• [Stored data entries]
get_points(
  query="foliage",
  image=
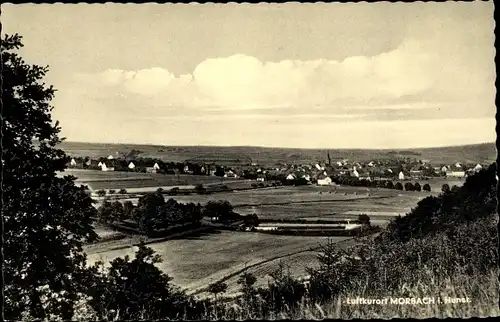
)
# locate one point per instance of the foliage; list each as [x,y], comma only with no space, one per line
[364,219]
[221,209]
[409,186]
[134,286]
[46,218]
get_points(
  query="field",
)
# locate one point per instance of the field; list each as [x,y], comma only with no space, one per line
[136,182]
[483,153]
[197,261]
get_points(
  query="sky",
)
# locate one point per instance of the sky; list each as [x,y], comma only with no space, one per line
[358,75]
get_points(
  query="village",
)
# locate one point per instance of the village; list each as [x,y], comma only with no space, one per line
[321,173]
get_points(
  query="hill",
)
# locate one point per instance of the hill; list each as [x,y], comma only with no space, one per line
[482,153]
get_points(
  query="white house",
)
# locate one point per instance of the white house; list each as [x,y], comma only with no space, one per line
[455,173]
[326,181]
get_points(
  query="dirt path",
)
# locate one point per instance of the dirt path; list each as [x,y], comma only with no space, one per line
[224,276]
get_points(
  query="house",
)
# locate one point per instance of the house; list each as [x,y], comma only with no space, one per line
[324,181]
[230,174]
[455,172]
[105,168]
[151,170]
[365,176]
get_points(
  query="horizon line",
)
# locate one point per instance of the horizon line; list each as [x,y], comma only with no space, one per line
[287,148]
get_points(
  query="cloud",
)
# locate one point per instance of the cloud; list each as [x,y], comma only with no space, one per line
[443,67]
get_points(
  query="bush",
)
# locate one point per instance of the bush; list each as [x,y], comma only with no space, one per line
[409,186]
[134,288]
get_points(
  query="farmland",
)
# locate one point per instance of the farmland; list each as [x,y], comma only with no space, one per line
[97,180]
[197,261]
[483,153]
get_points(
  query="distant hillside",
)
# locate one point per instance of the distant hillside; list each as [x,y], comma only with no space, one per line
[482,153]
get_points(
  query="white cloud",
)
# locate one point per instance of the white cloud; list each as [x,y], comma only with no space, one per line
[431,67]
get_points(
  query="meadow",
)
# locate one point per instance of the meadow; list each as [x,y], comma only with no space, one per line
[482,153]
[138,182]
[194,262]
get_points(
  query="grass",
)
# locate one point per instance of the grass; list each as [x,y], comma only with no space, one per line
[195,261]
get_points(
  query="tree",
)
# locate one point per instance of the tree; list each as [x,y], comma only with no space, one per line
[221,209]
[364,219]
[217,288]
[46,218]
[132,287]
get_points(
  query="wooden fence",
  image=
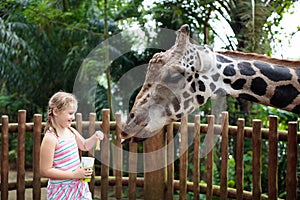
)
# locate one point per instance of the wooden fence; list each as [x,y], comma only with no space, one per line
[161,184]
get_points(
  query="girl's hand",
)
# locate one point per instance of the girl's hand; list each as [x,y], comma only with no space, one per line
[99,135]
[82,172]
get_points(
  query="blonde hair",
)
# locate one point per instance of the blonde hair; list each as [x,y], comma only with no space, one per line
[60,101]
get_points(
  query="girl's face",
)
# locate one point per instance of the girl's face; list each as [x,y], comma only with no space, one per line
[65,117]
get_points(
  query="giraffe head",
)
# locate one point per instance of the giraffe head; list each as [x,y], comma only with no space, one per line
[172,87]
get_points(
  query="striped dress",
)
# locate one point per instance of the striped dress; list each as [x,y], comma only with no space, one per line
[66,158]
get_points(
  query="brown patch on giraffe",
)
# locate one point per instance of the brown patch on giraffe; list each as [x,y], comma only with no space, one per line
[254,56]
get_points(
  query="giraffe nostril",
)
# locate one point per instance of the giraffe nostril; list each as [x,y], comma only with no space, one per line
[131,115]
[124,134]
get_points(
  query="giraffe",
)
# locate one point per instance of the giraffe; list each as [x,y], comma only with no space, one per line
[181,79]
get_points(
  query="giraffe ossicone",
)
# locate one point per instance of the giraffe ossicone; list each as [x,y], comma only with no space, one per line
[183,78]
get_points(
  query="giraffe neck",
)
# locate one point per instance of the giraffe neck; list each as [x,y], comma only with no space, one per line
[259,82]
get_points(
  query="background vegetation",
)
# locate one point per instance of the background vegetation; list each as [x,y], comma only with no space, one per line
[44,42]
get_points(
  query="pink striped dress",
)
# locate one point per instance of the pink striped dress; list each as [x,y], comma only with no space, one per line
[66,158]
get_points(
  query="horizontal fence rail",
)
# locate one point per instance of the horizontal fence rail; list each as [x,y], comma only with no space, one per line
[162,184]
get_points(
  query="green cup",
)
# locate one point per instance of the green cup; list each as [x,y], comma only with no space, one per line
[87,162]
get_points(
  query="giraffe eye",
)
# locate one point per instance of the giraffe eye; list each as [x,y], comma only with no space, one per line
[131,115]
[174,78]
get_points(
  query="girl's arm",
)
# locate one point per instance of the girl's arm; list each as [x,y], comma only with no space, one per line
[46,161]
[86,144]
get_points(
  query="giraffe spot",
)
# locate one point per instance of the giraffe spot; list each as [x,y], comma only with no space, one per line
[278,73]
[168,111]
[227,81]
[201,86]
[248,97]
[215,77]
[193,87]
[173,78]
[200,99]
[296,109]
[175,104]
[259,86]
[238,84]
[223,59]
[186,95]
[284,95]
[186,103]
[220,92]
[229,70]
[246,69]
[212,86]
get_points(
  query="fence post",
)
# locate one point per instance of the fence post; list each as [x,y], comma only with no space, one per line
[92,125]
[224,167]
[37,129]
[272,165]
[118,157]
[183,158]
[78,126]
[291,171]
[196,170]
[209,161]
[4,161]
[21,155]
[154,181]
[170,162]
[256,159]
[240,159]
[105,154]
[132,168]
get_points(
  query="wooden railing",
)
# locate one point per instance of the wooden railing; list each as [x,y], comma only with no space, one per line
[160,184]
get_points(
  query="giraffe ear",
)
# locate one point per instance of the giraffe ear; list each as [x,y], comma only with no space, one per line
[205,58]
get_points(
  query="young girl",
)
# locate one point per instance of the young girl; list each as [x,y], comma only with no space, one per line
[59,154]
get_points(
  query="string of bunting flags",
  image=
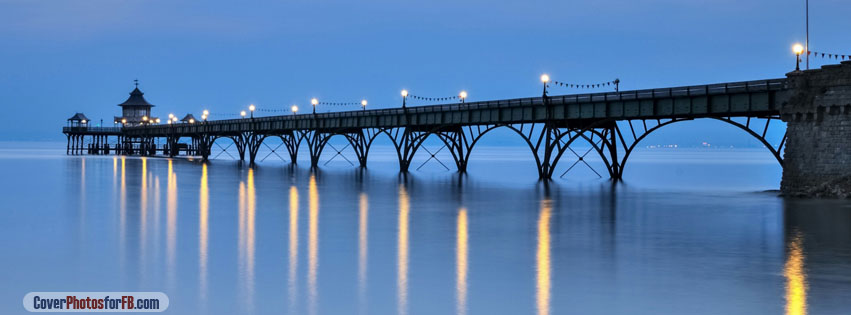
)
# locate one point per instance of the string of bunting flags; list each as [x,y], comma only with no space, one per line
[340,104]
[614,82]
[828,55]
[224,114]
[439,99]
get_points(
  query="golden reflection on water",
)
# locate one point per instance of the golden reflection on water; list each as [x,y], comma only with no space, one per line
[246,237]
[143,214]
[402,263]
[203,221]
[293,263]
[171,224]
[796,277]
[461,262]
[363,226]
[542,293]
[313,244]
[122,214]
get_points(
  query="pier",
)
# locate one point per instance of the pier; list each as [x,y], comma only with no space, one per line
[612,123]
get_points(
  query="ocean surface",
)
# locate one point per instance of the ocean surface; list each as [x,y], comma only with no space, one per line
[688,231]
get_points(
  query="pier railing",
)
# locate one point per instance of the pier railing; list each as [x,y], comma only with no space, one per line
[92,130]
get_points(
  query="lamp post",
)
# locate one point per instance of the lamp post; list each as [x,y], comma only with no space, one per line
[404,97]
[544,79]
[798,49]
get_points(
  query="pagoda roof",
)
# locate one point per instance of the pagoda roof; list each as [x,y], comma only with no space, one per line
[136,99]
[188,117]
[79,117]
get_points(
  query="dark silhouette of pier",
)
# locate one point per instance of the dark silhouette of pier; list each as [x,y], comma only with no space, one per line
[613,123]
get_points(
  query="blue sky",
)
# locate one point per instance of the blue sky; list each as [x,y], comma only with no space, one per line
[60,57]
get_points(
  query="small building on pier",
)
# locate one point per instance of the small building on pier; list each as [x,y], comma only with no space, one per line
[135,110]
[78,120]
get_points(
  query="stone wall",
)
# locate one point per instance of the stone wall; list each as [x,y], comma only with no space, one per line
[817,156]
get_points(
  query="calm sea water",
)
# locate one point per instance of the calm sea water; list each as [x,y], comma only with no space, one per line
[687,232]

• [What to do]
Give back every record above word for word; the pictures have no place in it.

• [Solution to this task]
get_points(
  query="foliage",
  image=
)
# locate one point per instance of the foliage; list each as [x,y], comma only with no space, one per line
[364,219]
[221,209]
[409,186]
[134,286]
[46,218]
get_points(
  query="field",
)
# locate one point per instance of the field; list each as [x,y], comma only with no space, one per line
[136,182]
[483,153]
[197,261]
get_points(
  query="sky",
)
# locate one point per instance of the sky; list each as [x,y], comma only with no space, one per line
[358,75]
get_points(
  query="village",
)
# locate one point per instance of the village; list each as [x,y], comma only with no space, one per line
[321,173]
get_points(
  query="hill",
)
# locate one point per instance of the hill; list each as [x,y], comma only with no space, one per line
[482,153]
get_points(
  query="white house",
)
# locate one point per instance of the white house; list each as [x,y], comma only with no space, one per line
[455,173]
[326,181]
get_points(
  query="dirt path",
)
# locate one point per instance of the dirt path; list each as [x,y], comma only with no space, one per line
[224,276]
get_points(
  query="house",
)
# locate one point per instance of the house; list each as [x,y], comma only with no space, one per line
[324,181]
[230,174]
[455,172]
[105,168]
[151,170]
[365,176]
get_points(
  query="horizon line",
)
# locate one point per instance of the horizon line; list each as [x,y], comma only with no space, one per line
[287,148]
get_points(
  query="cloud",
)
# locate one point per instance of the cloud; list each as [x,y], comma only with no space, one per line
[443,67]
get_points(
  query="bush",
)
# locate one point per instance of the bush; list each as [x,y], comma only with no space, one per line
[409,186]
[134,288]
get_points(
  query="farmland",
)
# locate one point per instance of the farmland; list each as [x,y], comma only with no space, one per line
[97,180]
[197,261]
[483,153]
get_points(
  query="distant hillside",
)
# locate one point per instance of the distant hillside; list each as [x,y], comma only with no space, one per line
[482,153]
get_points(
  query="white cloud",
)
# locate one point per instance of the white cloud; list each as [x,y], comma only with no space, one per line
[431,67]
get_points(
  query="meadow",
)
# locate one point per instance of the meadow; list each as [x,y], comma only with no space, one per line
[482,153]
[138,182]
[194,262]
get_points(
  query="grass",
)
# locate one point per instance of the grass; list each as [x,y], comma only with no space, one per line
[195,261]
get_points(
  query="tree",
)
# locate one point per instance of the tree; list each as [x,y], comma only with no space, one per line
[221,209]
[364,219]
[217,288]
[46,218]
[132,287]
get_points(
  query="wooden fence",
  image=
)
# locate one point per instance of the wooden fence; list each as [x,y], comma only with no space, one per line
[161,184]
get_points(
  query="girl's hand",
)
# locate one point per instance of the girl's hand; list each as [x,y], comma only with no space, one per line
[99,135]
[82,172]
get_points(
  query="blonde hair",
)
# locate one point per instance of the blonde hair; list each as [x,y], comma only with no space, one per line
[60,101]
get_points(
  query="girl's face",
)
# locate one point per instance of the girl's face; list each as [x,y], comma only with no space, one per line
[65,117]
get_points(
  query="giraffe head",
)
# locate one point per instance of the giraffe head; list each as [x,y], comma only with no space, one per line
[172,87]
get_points(
  query="striped dress",
)
# locate one point per instance of the striped dress; list each as [x,y], comma only with no space, one per line
[66,158]
get_points(
  query="brown patch on giraffe",
)
# locate one point per instance of the brown patch on giraffe; list each as [x,y], comma only with no space, one per line
[254,56]
get_points(
  query="giraffe nostril",
)
# locate one point per instance of the giraffe nostril; list each as [x,y], comma only with no space, one per line
[131,115]
[124,134]
get_points(
  query="giraffe",
)
# locate one point per instance of the giraffe; list each as [x,y], comma only with no space, one per line
[181,79]
get_points(
  query="giraffe ossicone",
)
# locate one point per instance of the giraffe ossicone; list each as [x,y], comma only with no space, one per line
[183,78]
get_points(
  query="giraffe neck",
)
# locate one point per instance of the giraffe neck; list each as [x,y], comma only with no space, one per line
[259,82]
get_points(
  query="background vegetation",
)
# locate one point per instance of the background vegetation; list each as [x,y], comma only with no space, one per line
[44,42]
get_points(
  query="pink striped dress",
)
# locate one point per instance of the pink striped dress; list each as [x,y], comma only with no space, one per line
[66,158]
get_points(
  query="horizontal fence rail",
)
# locate one point per instance of the horizontal fence rail; list each as [x,y], comma only with no space, one per line
[162,184]
get_points(
  query="green cup",
)
# locate one point per instance of the green cup; list each as [x,y], comma only with no space, one per line
[87,162]
get_points(
  query="giraffe eye",
)
# locate one point per instance of the giraffe eye; list each as [x,y], comma only with no space, one per line
[131,115]
[174,78]
get_points(
  query="girl's arm",
)
# locate one point per instance of the girl's arm; list each as [x,y], comma only with no space, one per line
[46,161]
[86,144]
get_points(
  query="giraffe spot",
)
# locate one point per instance of the giraffe spot; list each as [x,y], comma only with no space, one per line
[278,73]
[168,111]
[227,81]
[201,86]
[248,97]
[215,77]
[193,87]
[173,78]
[200,99]
[296,109]
[175,104]
[259,86]
[238,84]
[223,59]
[186,95]
[284,95]
[186,103]
[220,92]
[229,70]
[246,69]
[212,86]
get_points(
  query="fence post",
)
# locate one point per instance of the fence post; list each as [x,y], comma only with no space, one per line
[92,125]
[224,167]
[37,129]
[272,165]
[118,157]
[183,158]
[78,126]
[291,171]
[196,170]
[209,161]
[4,161]
[21,155]
[154,181]
[170,162]
[256,159]
[240,159]
[105,154]
[132,168]
get_points(
  query="wooden railing",
)
# locate one point per instance of the wooden railing; list each as [x,y], comma only with no space, one per line
[160,184]
get_points(
  query="giraffe ear",
)
# locate one point per instance of the giraffe ear; list each as [x,y], comma only with no space, one per line
[205,58]
get_points(
  query="young girl",
)
# locate one point per instance of the young girl; list each as [x,y], comma only with no space, one per line
[59,154]
get_points(
  query="string of bunting flags",
  image=
)
# locate one point per instance of the string of bunting flags; list each as [x,y], comma only with no space, one per line
[340,104]
[614,82]
[828,55]
[224,114]
[439,99]
get_points(
  query="golden reflection on water",
)
# locate one point per instance of the golden reflection on water; list each as [x,y], comma only with no space, one per line
[246,237]
[143,214]
[402,263]
[203,221]
[293,263]
[171,224]
[796,277]
[461,262]
[363,226]
[542,293]
[313,244]
[122,214]
get_points(
  query="pier",
)
# locate one point per instance of the pier; list each as [x,y], comma only with no space, one per line
[612,123]
get_points(
  query="ocean surface",
)
# locate one point per instance of the ocean surface; list each as [x,y], comma only with no space, one per line
[688,231]
get_points(
  query="pier railing",
)
# locate one point per instance of the pier railing; list each as [x,y], comma only with no space, one per line
[92,130]
get_points(
  query="lamp post",
)
# locate one point per instance of the lamp post; list each as [x,y], comma only with no space, one per line
[404,97]
[544,79]
[798,49]
get_points(
  query="pagoda roof",
)
# locate one point per instance of the pagoda roof; list each as [x,y], comma only with no space, one per line
[136,99]
[188,117]
[79,117]
get_points(
  query="dark silhouette of pier",
)
# locate one point per instance of the dark silhouette of pier; list each as [x,y], comma only with no space, one per line
[613,123]
get_points(
  query="blue sky",
)
# locate one point per instance of the blue sky; list each as [x,y], comma only with no space, one per line
[60,57]
get_points(
  query="small building on pier",
)
# locate one point per instance of the small building on pier; list each as [x,y], comma only with no space, one per line
[135,110]
[78,120]
get_points(
  query="stone wall",
)
# locate one point per instance of the stone wall; list each as [x,y], comma only with no space, one per line
[817,156]
get_points(
  query="calm sea water",
)
# locate one point per instance of the calm sea water; list each as [x,y], comma only with no space, one per line
[687,232]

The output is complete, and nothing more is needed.